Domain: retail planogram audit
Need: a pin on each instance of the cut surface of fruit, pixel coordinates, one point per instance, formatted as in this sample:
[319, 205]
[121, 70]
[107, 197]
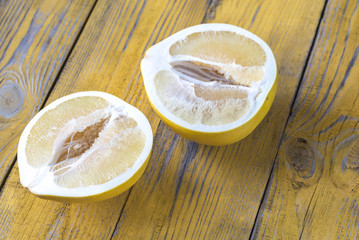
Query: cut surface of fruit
[87, 146]
[211, 81]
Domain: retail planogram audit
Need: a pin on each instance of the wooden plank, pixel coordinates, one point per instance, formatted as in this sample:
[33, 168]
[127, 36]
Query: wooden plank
[192, 191]
[313, 192]
[35, 39]
[106, 57]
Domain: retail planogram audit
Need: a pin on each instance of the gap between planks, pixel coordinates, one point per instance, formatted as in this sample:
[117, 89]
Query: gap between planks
[316, 36]
[2, 184]
[211, 8]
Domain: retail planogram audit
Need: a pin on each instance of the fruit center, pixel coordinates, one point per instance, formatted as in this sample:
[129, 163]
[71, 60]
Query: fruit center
[192, 71]
[80, 142]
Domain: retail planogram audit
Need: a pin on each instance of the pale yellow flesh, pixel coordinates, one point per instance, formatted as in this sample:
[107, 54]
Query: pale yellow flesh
[84, 143]
[214, 88]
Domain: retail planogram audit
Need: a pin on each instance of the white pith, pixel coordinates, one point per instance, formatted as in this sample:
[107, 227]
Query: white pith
[46, 184]
[158, 58]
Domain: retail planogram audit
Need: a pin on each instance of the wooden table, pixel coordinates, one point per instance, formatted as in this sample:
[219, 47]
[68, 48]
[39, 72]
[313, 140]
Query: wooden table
[295, 177]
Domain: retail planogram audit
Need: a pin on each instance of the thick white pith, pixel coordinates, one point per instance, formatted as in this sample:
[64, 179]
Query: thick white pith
[46, 184]
[158, 58]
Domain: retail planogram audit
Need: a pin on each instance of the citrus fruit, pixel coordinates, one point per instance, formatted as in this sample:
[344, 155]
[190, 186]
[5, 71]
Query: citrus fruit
[211, 83]
[87, 146]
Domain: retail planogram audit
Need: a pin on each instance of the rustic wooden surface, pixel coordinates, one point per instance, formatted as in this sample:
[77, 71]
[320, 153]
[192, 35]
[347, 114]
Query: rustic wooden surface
[313, 190]
[295, 176]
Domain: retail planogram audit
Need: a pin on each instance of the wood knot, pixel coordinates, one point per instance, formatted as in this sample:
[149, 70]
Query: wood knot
[344, 169]
[11, 98]
[300, 157]
[304, 162]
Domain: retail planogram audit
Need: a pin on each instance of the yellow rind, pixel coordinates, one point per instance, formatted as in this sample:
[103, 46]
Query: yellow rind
[104, 195]
[226, 137]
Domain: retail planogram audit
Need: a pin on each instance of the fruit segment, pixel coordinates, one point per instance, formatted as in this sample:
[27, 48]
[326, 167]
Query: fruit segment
[210, 83]
[86, 146]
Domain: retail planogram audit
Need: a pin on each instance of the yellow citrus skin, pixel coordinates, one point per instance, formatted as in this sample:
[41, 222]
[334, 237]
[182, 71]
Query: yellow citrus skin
[102, 196]
[226, 137]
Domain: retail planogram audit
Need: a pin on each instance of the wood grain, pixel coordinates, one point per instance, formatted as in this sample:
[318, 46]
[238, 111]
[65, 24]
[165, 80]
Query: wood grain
[313, 192]
[106, 57]
[35, 39]
[191, 191]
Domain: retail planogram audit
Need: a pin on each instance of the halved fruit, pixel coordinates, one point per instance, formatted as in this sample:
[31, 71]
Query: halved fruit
[87, 146]
[211, 83]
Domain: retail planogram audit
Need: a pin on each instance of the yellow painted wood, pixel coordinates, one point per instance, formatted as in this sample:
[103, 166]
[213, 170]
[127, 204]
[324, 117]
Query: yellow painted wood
[313, 192]
[35, 39]
[106, 58]
[191, 191]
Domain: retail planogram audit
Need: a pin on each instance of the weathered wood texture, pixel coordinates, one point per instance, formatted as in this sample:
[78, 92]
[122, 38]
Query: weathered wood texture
[313, 192]
[106, 57]
[35, 39]
[192, 191]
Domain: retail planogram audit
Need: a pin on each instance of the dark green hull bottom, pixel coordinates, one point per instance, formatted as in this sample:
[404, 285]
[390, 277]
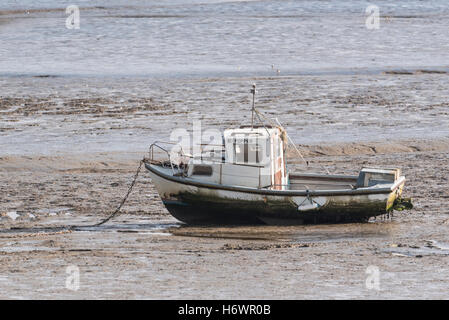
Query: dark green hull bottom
[202, 212]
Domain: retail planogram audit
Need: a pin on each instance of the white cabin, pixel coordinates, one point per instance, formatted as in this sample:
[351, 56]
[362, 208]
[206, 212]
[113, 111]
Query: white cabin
[251, 156]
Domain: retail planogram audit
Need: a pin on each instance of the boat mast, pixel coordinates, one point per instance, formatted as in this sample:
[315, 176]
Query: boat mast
[253, 91]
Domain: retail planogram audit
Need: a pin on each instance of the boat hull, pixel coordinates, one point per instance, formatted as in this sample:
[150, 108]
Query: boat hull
[196, 204]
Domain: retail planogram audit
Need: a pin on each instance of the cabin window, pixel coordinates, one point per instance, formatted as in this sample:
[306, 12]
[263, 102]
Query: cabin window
[202, 170]
[247, 151]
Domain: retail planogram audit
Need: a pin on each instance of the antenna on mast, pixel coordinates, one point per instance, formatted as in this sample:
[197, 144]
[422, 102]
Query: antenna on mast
[253, 109]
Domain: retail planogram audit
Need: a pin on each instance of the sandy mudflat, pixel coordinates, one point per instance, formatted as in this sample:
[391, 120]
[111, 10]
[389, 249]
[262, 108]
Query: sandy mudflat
[69, 151]
[147, 254]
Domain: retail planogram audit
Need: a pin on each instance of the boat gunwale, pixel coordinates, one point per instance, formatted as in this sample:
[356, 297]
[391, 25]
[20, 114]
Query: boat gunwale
[361, 191]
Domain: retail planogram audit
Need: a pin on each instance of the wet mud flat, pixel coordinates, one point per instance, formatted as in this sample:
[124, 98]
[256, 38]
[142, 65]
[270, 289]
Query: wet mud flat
[70, 147]
[144, 253]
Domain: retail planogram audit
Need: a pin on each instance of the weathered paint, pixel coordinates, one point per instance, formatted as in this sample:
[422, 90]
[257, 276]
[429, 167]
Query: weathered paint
[202, 205]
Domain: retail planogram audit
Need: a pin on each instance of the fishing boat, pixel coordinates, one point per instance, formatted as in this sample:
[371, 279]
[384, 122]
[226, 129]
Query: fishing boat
[246, 181]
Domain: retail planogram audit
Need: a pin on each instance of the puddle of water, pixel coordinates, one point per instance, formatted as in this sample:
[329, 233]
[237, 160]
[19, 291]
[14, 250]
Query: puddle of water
[55, 211]
[415, 252]
[13, 215]
[26, 249]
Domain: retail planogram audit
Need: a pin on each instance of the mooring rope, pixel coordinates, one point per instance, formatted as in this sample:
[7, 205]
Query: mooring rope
[71, 228]
[117, 211]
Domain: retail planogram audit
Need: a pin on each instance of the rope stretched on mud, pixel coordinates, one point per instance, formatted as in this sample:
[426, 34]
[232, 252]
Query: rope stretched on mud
[68, 229]
[116, 212]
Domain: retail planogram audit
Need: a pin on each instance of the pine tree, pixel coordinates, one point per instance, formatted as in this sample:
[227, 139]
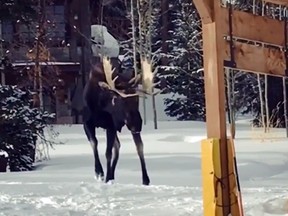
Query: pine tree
[185, 59]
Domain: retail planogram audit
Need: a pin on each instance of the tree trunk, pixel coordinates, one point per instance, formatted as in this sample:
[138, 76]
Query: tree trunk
[230, 101]
[285, 104]
[266, 104]
[261, 102]
[154, 112]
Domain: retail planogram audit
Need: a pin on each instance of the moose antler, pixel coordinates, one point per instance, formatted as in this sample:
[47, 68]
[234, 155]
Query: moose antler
[148, 78]
[110, 82]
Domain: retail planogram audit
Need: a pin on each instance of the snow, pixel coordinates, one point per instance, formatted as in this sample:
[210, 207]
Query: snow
[65, 184]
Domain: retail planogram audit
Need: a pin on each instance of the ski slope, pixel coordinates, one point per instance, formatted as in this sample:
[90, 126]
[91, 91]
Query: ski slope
[65, 184]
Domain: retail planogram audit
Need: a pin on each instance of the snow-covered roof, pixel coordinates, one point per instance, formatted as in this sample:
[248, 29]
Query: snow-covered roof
[15, 64]
[104, 42]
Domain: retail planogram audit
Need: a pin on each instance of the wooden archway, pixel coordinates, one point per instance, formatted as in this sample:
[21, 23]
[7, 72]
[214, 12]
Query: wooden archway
[221, 24]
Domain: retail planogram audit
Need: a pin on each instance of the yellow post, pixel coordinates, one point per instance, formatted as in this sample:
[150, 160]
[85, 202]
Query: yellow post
[212, 179]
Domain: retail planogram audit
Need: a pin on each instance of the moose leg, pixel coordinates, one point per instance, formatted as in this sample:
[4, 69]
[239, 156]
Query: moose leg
[111, 136]
[91, 135]
[140, 150]
[116, 149]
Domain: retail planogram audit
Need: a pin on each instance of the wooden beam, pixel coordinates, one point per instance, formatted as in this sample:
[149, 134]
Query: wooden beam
[205, 8]
[215, 98]
[253, 27]
[257, 59]
[279, 2]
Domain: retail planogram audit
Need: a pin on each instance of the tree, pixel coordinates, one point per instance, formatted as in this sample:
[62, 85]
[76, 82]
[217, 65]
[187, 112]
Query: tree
[184, 56]
[21, 126]
[14, 10]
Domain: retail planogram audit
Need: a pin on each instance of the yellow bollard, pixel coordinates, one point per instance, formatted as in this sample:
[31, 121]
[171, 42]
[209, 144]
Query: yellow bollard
[211, 179]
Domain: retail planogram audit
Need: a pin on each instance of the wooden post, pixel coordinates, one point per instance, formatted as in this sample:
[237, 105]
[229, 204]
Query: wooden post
[216, 144]
[215, 101]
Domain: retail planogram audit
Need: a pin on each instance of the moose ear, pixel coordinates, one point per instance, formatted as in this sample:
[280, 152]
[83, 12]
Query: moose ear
[115, 107]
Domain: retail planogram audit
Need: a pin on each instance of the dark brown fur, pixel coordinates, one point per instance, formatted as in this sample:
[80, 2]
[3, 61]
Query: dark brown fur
[106, 109]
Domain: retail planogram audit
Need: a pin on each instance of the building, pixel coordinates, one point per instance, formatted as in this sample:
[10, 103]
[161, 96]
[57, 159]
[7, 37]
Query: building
[65, 52]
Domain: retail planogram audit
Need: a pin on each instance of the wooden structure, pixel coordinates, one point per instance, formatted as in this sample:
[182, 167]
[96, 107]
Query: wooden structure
[225, 35]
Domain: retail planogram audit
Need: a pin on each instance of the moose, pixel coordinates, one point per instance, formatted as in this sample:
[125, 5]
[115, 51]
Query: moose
[110, 102]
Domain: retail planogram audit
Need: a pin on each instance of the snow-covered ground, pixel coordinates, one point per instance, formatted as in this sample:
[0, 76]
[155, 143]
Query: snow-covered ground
[65, 184]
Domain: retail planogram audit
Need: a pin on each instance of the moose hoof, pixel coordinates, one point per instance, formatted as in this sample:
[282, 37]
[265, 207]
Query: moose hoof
[110, 182]
[99, 177]
[146, 182]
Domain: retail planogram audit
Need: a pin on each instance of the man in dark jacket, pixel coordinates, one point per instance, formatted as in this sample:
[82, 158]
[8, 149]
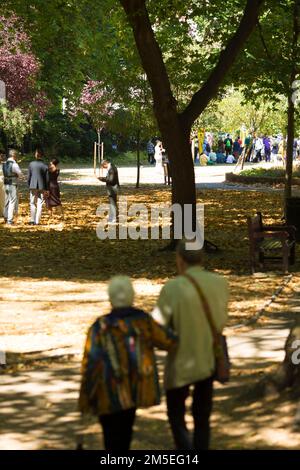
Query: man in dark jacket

WRITTEN TASK: Please select every line of the entries above that contains the word "thick", treating uppercase and lowercase as different.

SOLVED EXERCISE:
Need: a pin on each instance of the thick white pith, pixel coordinates, one point per instance, formatted as in this sample:
Query: thick white pith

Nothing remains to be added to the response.